Challenge: Rewrite the material from the line with "TARGET: white cloud" up to and including the line with "(1043, 701)", replacing "green shrub" with "green bush" and leaving everything else unchanged.

[Dataset rows on where objects appear]
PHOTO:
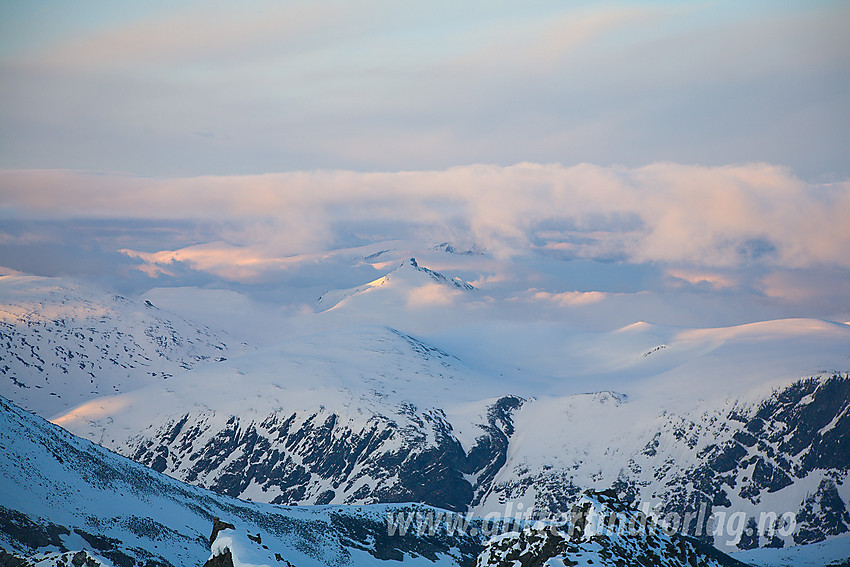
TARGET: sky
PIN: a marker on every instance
(201, 88)
(643, 147)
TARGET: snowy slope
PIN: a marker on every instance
(64, 343)
(61, 493)
(348, 416)
(369, 414)
(335, 409)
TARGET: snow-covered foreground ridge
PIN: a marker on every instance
(66, 501)
(60, 493)
(744, 421)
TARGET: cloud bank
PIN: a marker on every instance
(705, 217)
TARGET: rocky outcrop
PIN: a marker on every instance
(602, 531)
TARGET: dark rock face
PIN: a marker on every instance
(413, 456)
(602, 531)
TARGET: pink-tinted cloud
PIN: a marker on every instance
(676, 214)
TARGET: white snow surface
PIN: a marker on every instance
(594, 397)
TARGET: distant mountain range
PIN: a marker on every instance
(727, 433)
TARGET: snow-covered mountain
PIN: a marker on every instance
(60, 494)
(479, 409)
(64, 343)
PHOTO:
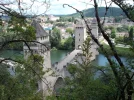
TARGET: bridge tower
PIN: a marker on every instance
(37, 48)
(80, 35)
(94, 27)
(41, 48)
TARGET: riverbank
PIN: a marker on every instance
(125, 52)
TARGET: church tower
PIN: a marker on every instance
(80, 35)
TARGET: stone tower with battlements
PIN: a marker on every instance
(49, 84)
(37, 48)
(80, 34)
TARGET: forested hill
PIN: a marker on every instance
(113, 11)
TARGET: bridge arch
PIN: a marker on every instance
(58, 84)
(79, 46)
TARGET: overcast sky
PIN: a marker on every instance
(56, 6)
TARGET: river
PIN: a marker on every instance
(100, 60)
(58, 55)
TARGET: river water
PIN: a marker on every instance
(100, 60)
(58, 55)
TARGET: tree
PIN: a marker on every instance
(70, 30)
(125, 83)
(113, 35)
(131, 32)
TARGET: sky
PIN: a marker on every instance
(56, 6)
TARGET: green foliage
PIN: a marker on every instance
(113, 11)
(68, 44)
(60, 24)
(124, 28)
(131, 32)
(119, 40)
(83, 85)
(113, 35)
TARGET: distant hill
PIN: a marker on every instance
(113, 11)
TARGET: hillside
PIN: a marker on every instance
(113, 11)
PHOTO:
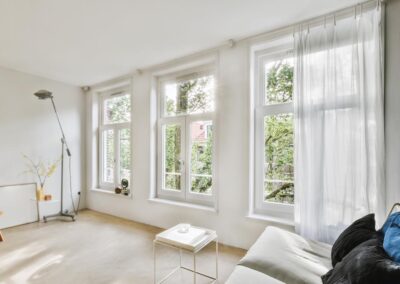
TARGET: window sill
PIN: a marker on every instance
(272, 219)
(111, 193)
(183, 204)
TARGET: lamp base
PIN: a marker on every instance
(59, 215)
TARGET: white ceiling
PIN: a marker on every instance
(83, 42)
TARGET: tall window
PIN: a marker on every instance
(274, 138)
(185, 137)
(115, 138)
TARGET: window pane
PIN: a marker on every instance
(117, 109)
(172, 155)
(108, 156)
(125, 154)
(279, 81)
(278, 139)
(188, 97)
(201, 133)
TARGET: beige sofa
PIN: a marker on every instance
(279, 256)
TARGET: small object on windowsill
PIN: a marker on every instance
(125, 184)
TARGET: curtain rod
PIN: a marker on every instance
(277, 32)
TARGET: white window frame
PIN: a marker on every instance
(185, 120)
(260, 58)
(116, 127)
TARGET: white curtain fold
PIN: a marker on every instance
(339, 144)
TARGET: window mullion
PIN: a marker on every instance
(116, 156)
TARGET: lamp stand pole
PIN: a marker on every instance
(64, 146)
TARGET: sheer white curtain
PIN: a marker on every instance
(339, 124)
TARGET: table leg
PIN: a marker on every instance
(154, 258)
(194, 268)
(216, 259)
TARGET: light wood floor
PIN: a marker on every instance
(97, 248)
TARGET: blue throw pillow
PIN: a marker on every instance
(389, 222)
(391, 241)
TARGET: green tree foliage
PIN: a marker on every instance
(118, 110)
(201, 162)
(193, 96)
(278, 131)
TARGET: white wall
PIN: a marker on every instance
(28, 126)
(392, 102)
(231, 223)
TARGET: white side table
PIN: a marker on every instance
(176, 244)
(48, 207)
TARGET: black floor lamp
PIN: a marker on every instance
(43, 95)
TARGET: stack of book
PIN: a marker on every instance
(192, 239)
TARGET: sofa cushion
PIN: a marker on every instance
(360, 231)
(243, 274)
(288, 257)
(366, 264)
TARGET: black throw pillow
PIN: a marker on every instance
(360, 231)
(366, 264)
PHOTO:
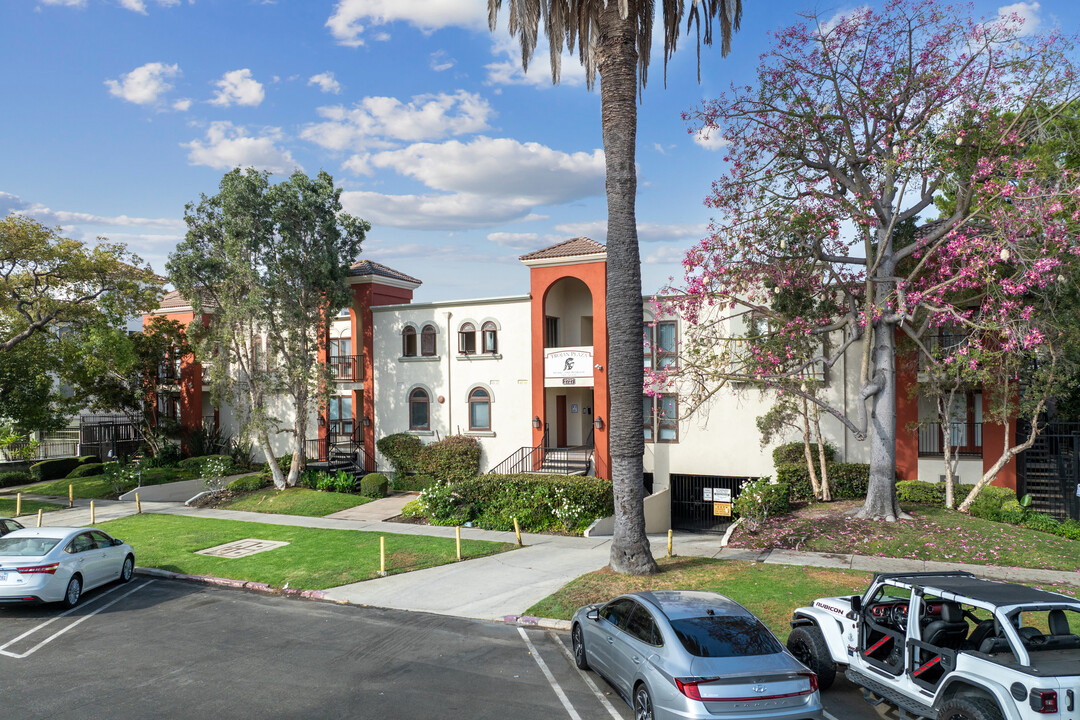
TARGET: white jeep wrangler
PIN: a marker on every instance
(948, 646)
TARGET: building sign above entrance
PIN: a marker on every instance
(568, 363)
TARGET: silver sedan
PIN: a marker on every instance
(692, 654)
(57, 565)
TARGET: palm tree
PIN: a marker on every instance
(616, 38)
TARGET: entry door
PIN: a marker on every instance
(562, 420)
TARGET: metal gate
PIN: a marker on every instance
(1050, 470)
(703, 503)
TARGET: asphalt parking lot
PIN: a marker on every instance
(164, 649)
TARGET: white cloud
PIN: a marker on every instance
(145, 84)
(375, 120)
(348, 22)
(1028, 12)
(238, 87)
(228, 146)
(325, 82)
(500, 167)
(711, 138)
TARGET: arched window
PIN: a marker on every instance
(408, 341)
(490, 338)
(467, 339)
(419, 409)
(428, 341)
(480, 409)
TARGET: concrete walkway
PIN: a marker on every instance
(508, 584)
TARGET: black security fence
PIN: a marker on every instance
(704, 503)
(1050, 470)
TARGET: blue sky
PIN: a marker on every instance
(117, 112)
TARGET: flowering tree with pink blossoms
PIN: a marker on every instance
(821, 246)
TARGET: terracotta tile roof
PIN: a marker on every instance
(373, 268)
(567, 248)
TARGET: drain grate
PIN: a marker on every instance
(242, 547)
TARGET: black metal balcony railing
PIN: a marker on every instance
(964, 439)
(347, 368)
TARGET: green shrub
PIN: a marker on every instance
(248, 484)
(53, 470)
(793, 452)
(374, 485)
(988, 503)
(760, 500)
(921, 493)
(415, 483)
(89, 470)
(847, 480)
(539, 502)
(12, 478)
(403, 451)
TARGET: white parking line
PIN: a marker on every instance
(551, 678)
(589, 680)
(4, 651)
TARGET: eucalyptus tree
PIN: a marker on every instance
(267, 262)
(615, 38)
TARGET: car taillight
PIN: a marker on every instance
(39, 569)
(1043, 701)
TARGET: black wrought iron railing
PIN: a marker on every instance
(963, 438)
(347, 368)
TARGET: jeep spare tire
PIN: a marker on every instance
(808, 646)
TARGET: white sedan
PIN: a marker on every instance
(57, 565)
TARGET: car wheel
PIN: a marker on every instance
(73, 592)
(578, 641)
(970, 708)
(643, 703)
(809, 647)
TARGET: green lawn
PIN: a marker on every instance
(97, 487)
(771, 592)
(295, 501)
(934, 533)
(314, 559)
(29, 507)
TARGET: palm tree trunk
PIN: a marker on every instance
(618, 68)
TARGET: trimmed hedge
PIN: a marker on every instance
(14, 477)
(453, 459)
(847, 480)
(53, 470)
(248, 484)
(374, 485)
(539, 502)
(88, 470)
(920, 493)
(793, 452)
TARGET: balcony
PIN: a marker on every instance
(347, 368)
(964, 439)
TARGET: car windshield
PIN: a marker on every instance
(27, 546)
(725, 636)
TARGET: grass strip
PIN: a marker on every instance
(771, 592)
(295, 501)
(314, 558)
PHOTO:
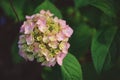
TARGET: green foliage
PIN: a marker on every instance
(71, 69)
(93, 23)
(51, 73)
(49, 6)
(18, 7)
(15, 56)
(81, 39)
(101, 43)
(105, 6)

Solution:
TARGET: white cloud
PIN: a marker on every instance
(145, 84)
(375, 120)
(348, 22)
(1028, 12)
(238, 87)
(228, 146)
(325, 82)
(500, 167)
(711, 138)
TARGET: arched window
PIN: a marker on every instance
(408, 341)
(490, 338)
(467, 339)
(419, 409)
(428, 341)
(480, 409)
TARGET: concrete walkway
PIN: a marker on every instance
(508, 584)
TARGET: black security fence
PIN: a marker on every instance
(704, 503)
(1050, 470)
TARGET: blue sky
PIN: a marker on every instance
(117, 112)
TARGET: flowering tree with pink blossoms
PIN: a marker on every instance
(821, 246)
TARGET: terracotta tile roof
PIN: a marker on every instance
(373, 268)
(567, 248)
TARGET: drain grate
PIN: a marker on every instance
(242, 547)
TARGET: black metal balcony railing
PIN: a marker on every instance
(964, 439)
(347, 368)
TARGET: green bush
PIN: a marker on every instance
(248, 484)
(53, 470)
(793, 452)
(374, 485)
(988, 503)
(760, 500)
(921, 493)
(415, 483)
(89, 470)
(847, 480)
(539, 502)
(12, 478)
(403, 451)
TARGET: white parking line
PIN: a marker on every instance
(551, 678)
(589, 680)
(4, 651)
TARGET: eucalyptus tree
PIN: a marker on every instance
(267, 262)
(615, 38)
TARGET: car taillight
PIN: a marker on every instance
(39, 569)
(1043, 701)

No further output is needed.